▶ [SOURCE DOCUMENT]
★ ★ ★
As some of you may remember, I did a review of the Creality smart kit, which included the Creality Wifi Box. Although a reseller provided me with wifi box to review, to this date it’s performance has been the poorest I’ve ever rated because of several reasons, which you can check out for yourselves by clicking the video in the description below. Needless to say, I wasn’t thrilled to discover that this machine in fact had the device hardwired within its confines. At the time I was still working on the review for this machine, but I was running into strange issues while printing and I did suspect that they may have been caused by the inclusion of the wifi box. In order to test this theory, I first needed to find a way to print without the use of the integrated box.

After doing some research, I came across an article by Sebastiaan Dammann where he explores a method of unplugging and adding a cable to connect the 3d printer to a computer or raspberry pie. I will be including a link to in the description below for those of you who might be interested. After doing some testing of my own, I did discover that I could achieve the same results, but by retaining to USB input that came with the machine. This meant that I didn’t have to worry about messy cables sticking out of the machine, and I could retain the clean aesthetic. Now, technically, you have two options with this machine. The first, is you can connect the machine via the USB input or in theory through the Ethernet cable. As of recording, I have yet to attempt the second method, mainly since in most cases a person would want to connect to the USB port instead.

Now, the great part about this method is that it’s entirely reversible. You can do these changes and reverse them as you see fit, allowing you to benefit from either solution. There is one thing that will need to keep in mind. You will need to purchase a Male to Male USB Data cable in order to establish a proper connection with your device. Most people don’t realize this, but there’s actually two types of USB Cables that you can get. You can get a cable which only transfers power to another device, which would be the in-correct version for this project. The second one, is a USB cable which allows for information to transfer along with the power and is this one we that will be required. Also, very important to note, the machine MUST be disconnected from the external device in order to start up. What this means is that you will need to disconnect the USB, the connection to the computer or raspberry pie prior to booting up the machine.

As per usual, many of the connections that we will be modifying will be glued together, so you will need to remove the glue prior to changing any of the connections. The first connection that we’ll remove is the connection to the PC and Wifi Hub board. All connections on that board will remain the same except for the WIFI connection which is used to connect to the Wifi Box Board. Next we’ll take the connection going from the Wifi Box board and move the Camera connection to the WIFI connection which is on the PC and Wifi Hub Board. We can then remove the Ethernet and power switch connections going to the wifi box, although this shouldn’t be necessary because the data cable is no longer connected.
★ ★ ★
▶ [DIRECTIONS]
Answer these questions from the write-up on bypassing the wifi box:
1. Who wrote the article that explores unplugging and adding a cable to connect the 3d printer to a computer?
2. What type of USB cable needs to be purchased?
3. What has to be removed before any of the connections are changed?
The data below plays no part in what is asked here.
★ ★ ★
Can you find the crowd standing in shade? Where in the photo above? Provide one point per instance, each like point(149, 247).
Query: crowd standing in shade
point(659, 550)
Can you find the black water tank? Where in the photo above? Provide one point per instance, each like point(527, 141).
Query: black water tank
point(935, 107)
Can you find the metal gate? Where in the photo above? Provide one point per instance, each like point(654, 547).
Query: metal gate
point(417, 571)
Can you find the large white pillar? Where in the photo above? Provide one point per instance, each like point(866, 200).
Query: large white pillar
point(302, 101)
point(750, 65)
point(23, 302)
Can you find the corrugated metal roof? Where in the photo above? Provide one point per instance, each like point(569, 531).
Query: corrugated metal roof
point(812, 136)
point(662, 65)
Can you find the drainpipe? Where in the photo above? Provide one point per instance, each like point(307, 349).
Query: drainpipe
★ ★ ★
▶ [SOLVED PROBLEM]
1. Sebastiaan Dammann
2. A Male to Male USB Data cable
3. The glue